■ **AIM OF THE TASK**
Pick up the essay on body image below and continue it from the point where it stops.

■ **DOCUMENT EXCERPT**
While this is all commencing, I am working on being the best me I can be.  I have a plethora of negative cognitions that I am trying to understand and reframe.  Why?  Because what once served to protect and serve me is now a futile energy force.  An example…
Recently, one of my dear sisters commented on how my body was so much smaller.  I immediately ‘phhhh’ed’ her and let her know I hated how slow my progress was.  She asked how much weight I had lost.  I told her I didn’t know bc  I was choosing to stay away from the scale, because it had way too much power over me.  (I keep intending to take measurements but haven’t done that yet.)  You know,  “I’ve looked at many before after photos of people who had lost weight and worked out…their scale said the same number but their bodies were completely different.”   She got exactly what I was saying….I don’t know if it’s a girl thing or a sister thing or whatever, but it’s nice to be ‘gotten’.
I didn’t (at that point) have a clue what my weight was.  I hadn’t weighed on a scale in six weeks.  What I did know…my jeans fall off of me without a belt; I’ve worked out every day for nearly 3 weeks; my energy is steady throughout the day and my skin looks good (except for a few breakouts).  That should’ve been sufficient, yes?
Nope.
I got right on that scale as soon as I got home from my sister’s house.  Guess what?  The flipping number is .07 more than it was the last time I weighed.  Guess what else?  This number sent my brain into tailspin mode. You see, it’s not just a number on the scale to me.  It’s a loud voice screaming inside my head that I will never be ‘hot’, it doesn’t matter, I should continue to seek out men who aren’t best for me because girls like me settle, etc, etc.  Ugly fucking thoughts that erased every positive thing I have noticed in the moments (hours) I spent going down that path.
It has taken me two days to begin to get into a better mode of thinking about myself.  There is so much negativity tied in a bundle for me around body image.  I am so thankful that I have strong legs, a healthy heart, a never ending ability to think and learn and so much more.  I hate that I get wrapped up in superficial shit, but I’m human, and I do.
It was not until Stella (my 14 year old daughter) was in the bedroom and she overheard me talking to myself in the mirror.  I don’t know my exact words but I know they were defeating and probably included the use of F-A-T.  She zipped into my closet and stood there with her hand on her hip; “Mom!  What do you think you are teaching me is important right now?”  There was no squirming away from the discomfort of her question.
How can I tell my children how very important self-love is and at the same time, demonstrate self-hatred at any level? I can’t, and it sucks.  Either I say what I mean and mean what I say or I don’t.
I’ve got work to do. It’s part of the transition. Maybe transformation is a better word. I don’t want to carry negativity forward.
Digging deep and learning what all of this is really about matters. There is certainly a part of me that feels more comfortable holding on to my image of a very pure, very good girl, and that girl is always wearing a mask.  Part of her mask is a cushy body.  There is another part of me that is very much enjoying my femininity, my sexuality and womanhood.  For some reason, I have it set up in my mind that she must look very different than me.  “She” must be in supreme shape in order to be worthy of those things.

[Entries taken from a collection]
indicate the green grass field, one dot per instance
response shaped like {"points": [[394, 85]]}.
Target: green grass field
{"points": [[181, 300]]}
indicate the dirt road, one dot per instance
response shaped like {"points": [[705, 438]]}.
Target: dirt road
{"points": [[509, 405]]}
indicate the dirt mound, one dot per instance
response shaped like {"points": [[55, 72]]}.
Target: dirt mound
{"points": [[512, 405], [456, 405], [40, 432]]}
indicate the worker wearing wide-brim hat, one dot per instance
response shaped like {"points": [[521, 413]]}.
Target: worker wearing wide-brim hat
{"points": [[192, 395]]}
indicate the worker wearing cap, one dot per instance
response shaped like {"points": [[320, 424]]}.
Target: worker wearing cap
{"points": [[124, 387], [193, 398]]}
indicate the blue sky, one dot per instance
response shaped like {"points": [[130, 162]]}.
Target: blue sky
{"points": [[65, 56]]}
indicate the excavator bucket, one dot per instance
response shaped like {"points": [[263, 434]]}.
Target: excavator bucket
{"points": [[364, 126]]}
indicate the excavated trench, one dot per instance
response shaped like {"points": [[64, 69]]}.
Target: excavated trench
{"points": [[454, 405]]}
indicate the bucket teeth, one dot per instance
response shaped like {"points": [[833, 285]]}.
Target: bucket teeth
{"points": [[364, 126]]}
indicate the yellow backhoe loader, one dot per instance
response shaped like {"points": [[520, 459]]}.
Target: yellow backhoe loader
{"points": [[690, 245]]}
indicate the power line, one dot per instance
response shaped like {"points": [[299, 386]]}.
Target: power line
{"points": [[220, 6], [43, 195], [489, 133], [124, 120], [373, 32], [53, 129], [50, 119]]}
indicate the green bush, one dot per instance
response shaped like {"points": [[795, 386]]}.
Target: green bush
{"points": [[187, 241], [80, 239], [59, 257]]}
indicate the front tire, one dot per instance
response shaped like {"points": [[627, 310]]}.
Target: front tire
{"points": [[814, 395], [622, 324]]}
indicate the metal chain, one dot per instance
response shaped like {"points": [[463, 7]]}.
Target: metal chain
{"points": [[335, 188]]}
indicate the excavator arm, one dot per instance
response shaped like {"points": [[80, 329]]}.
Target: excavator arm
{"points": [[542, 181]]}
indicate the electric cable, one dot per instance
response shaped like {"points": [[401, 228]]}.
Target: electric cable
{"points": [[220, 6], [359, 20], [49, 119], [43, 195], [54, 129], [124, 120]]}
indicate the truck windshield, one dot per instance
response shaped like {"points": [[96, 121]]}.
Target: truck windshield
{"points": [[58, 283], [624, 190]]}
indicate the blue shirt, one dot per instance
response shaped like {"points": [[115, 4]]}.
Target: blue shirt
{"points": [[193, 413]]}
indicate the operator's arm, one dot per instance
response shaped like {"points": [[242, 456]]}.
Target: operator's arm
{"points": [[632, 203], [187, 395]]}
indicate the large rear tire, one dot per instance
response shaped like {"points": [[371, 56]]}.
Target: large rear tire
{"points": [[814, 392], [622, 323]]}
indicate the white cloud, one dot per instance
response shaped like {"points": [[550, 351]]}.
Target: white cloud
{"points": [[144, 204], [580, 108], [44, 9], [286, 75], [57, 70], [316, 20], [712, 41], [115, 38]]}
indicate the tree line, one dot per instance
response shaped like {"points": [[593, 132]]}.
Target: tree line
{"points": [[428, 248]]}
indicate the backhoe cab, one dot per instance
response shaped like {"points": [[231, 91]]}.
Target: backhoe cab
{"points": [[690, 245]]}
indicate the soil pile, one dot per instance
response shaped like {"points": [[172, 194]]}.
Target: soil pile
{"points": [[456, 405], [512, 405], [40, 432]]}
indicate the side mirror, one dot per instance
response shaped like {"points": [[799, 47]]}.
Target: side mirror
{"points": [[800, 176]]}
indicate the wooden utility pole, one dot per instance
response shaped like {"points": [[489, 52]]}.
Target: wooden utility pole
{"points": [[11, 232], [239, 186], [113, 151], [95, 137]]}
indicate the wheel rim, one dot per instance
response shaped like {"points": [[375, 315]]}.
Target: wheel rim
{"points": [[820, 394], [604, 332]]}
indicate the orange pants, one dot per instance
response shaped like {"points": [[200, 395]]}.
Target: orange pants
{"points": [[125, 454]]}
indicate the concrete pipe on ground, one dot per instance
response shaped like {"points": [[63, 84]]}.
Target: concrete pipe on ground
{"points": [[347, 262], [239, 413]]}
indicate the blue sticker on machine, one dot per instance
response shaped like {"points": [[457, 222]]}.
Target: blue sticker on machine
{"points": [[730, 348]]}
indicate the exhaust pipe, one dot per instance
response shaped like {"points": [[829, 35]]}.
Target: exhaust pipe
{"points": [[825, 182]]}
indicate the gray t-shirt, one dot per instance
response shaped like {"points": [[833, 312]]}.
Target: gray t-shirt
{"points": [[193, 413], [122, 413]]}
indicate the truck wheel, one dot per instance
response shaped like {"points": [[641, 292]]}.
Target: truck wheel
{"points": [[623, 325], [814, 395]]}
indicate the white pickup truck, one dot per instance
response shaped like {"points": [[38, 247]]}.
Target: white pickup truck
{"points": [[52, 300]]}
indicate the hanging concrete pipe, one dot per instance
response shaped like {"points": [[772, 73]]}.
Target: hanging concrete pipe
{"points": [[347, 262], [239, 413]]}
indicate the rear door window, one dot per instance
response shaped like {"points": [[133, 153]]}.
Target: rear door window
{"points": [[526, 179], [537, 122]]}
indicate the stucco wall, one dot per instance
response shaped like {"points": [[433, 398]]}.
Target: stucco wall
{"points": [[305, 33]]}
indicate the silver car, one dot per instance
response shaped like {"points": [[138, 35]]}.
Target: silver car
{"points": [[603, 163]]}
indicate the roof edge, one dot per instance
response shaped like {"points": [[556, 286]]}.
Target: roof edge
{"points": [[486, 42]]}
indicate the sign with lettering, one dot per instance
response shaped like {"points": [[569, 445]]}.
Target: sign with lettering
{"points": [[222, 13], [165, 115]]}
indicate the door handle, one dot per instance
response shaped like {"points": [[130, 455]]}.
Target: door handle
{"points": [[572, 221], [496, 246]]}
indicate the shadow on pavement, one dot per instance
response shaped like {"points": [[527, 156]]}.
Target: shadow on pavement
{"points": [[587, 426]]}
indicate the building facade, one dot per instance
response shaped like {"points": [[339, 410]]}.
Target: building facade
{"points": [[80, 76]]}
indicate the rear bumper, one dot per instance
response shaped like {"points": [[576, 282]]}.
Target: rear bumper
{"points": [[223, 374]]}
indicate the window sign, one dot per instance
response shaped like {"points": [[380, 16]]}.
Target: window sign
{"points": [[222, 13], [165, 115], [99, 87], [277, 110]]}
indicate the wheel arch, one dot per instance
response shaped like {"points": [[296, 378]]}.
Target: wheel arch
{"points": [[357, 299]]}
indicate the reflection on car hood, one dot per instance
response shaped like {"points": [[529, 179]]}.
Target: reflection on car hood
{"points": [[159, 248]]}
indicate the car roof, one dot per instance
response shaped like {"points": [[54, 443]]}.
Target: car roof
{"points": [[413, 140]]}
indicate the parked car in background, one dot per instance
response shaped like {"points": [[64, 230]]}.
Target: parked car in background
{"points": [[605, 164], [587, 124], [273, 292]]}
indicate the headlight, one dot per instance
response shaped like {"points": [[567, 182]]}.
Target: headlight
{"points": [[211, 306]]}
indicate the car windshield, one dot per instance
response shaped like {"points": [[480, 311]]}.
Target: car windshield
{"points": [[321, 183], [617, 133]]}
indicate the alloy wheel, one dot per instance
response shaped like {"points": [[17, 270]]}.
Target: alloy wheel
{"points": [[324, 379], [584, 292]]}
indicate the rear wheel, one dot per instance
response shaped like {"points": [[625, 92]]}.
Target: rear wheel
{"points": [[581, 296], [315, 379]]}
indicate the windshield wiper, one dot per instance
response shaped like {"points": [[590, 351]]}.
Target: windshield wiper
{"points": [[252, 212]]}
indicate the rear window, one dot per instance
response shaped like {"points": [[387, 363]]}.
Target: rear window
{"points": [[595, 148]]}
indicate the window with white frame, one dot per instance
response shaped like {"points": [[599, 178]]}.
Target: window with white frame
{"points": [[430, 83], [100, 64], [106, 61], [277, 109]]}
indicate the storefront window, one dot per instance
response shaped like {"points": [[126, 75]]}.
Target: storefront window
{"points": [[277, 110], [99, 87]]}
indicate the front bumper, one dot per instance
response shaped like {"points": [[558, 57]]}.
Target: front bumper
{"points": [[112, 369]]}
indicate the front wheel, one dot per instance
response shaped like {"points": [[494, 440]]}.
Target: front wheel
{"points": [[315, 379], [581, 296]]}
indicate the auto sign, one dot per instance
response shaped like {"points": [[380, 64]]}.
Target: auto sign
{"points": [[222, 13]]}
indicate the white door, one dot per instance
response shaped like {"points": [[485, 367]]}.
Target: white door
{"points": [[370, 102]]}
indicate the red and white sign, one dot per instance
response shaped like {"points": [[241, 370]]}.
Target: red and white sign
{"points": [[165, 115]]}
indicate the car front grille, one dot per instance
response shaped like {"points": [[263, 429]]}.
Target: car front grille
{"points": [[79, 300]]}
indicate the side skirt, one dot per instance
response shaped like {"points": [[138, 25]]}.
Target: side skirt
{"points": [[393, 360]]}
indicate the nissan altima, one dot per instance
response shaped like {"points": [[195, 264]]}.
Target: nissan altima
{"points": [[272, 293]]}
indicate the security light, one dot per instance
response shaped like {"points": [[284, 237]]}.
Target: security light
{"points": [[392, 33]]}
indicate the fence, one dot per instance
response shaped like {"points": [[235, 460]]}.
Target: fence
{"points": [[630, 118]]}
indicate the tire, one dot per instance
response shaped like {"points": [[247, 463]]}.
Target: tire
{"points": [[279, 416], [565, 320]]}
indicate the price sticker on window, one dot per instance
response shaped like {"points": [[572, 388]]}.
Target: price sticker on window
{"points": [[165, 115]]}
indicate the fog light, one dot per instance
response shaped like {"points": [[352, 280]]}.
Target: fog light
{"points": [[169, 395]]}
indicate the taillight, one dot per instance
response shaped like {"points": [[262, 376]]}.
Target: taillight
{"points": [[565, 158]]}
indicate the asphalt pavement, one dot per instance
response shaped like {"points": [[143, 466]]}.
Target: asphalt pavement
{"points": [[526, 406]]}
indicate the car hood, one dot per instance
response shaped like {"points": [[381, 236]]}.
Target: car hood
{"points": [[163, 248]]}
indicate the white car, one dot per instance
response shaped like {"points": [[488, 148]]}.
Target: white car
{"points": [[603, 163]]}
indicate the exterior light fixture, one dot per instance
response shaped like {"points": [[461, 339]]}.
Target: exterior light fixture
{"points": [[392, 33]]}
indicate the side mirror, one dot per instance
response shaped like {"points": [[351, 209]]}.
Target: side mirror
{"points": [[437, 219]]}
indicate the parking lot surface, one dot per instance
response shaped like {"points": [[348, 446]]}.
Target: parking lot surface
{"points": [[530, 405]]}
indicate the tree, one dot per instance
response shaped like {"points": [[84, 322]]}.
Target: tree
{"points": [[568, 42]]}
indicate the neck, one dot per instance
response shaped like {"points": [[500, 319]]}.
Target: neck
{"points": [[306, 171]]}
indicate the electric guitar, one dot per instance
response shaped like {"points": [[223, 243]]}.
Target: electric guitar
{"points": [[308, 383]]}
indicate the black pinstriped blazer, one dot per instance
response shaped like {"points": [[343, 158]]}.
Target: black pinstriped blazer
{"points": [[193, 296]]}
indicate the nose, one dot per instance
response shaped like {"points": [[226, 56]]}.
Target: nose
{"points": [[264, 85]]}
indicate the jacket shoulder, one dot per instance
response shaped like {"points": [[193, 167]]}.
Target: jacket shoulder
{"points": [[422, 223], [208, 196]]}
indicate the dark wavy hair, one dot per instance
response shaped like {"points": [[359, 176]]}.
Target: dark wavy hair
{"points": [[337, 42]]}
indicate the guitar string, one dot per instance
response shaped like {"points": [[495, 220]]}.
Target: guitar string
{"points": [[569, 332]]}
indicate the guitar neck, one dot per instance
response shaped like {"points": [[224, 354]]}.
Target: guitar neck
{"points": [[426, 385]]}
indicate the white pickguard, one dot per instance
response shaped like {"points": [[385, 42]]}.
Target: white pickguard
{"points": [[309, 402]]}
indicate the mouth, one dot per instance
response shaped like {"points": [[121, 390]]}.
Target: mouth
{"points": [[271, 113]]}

■ **OUTPUT BELOW**
I am trying to consolidate (still) that I can be very pure hearted, very good hearted, very God loving AND very authentic, womanly, sexy AND enjoy every minute of who she is.
I dream of a love story that I’ve yet to experience…it’s the one where I love myself deeply so that I can love others better.  People say loving me is easy…I am trying to find that truth for myself.

Status Single

If I were to be interviewed tonight regarding my thoughts on dating, men and myself, I might be banned from opening my mouth again. Or maybe my words would reverberate a familiar tune to those walking a similar path.

There is a linguistic dance party in my brain and the words all seem to be dancing to a different tune.

I have been officially divorced for about a year and a half. I was legally separated for about a year and a half before that. To clarify, this was a first divorce after an 18 year first marriage (23 years together). I had never planned on a divorce and I am not sure what I think about another marriage. I do know that I never want another divorce. Ever.

The only reason I share this is to say that other than my ex-husband, I really had no experience dating. I had experience partying in college, but I am not of the opinion that this is the same as grown up dating. Furthermore, after an 18 year marriage, I came out knowing (mostly) how to be a wife…not how to date. Vast differences.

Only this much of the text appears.